** START Dataset entries **

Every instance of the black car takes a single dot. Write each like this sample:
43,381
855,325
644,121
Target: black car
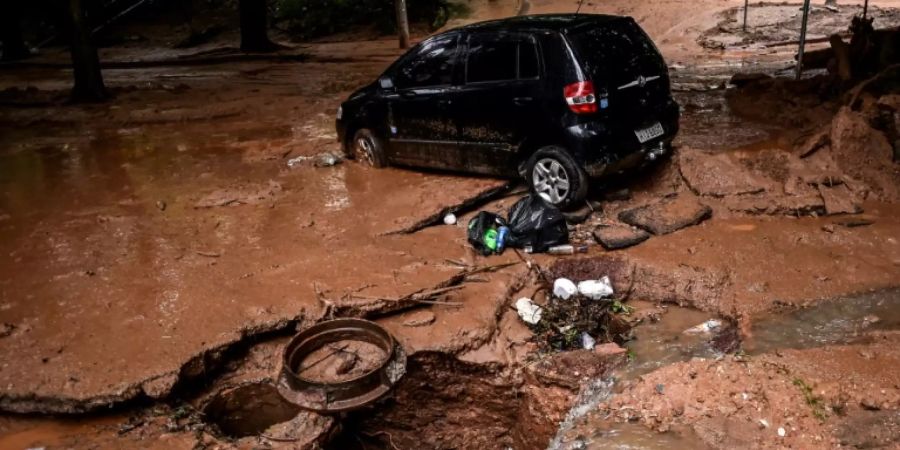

** END Dataset entries **

__Stated goal__. Copy every line of the items above that contains the word "black".

__Written answer__.
Every instance of the black car takes a single dot. Write each like this sample:
Target: black car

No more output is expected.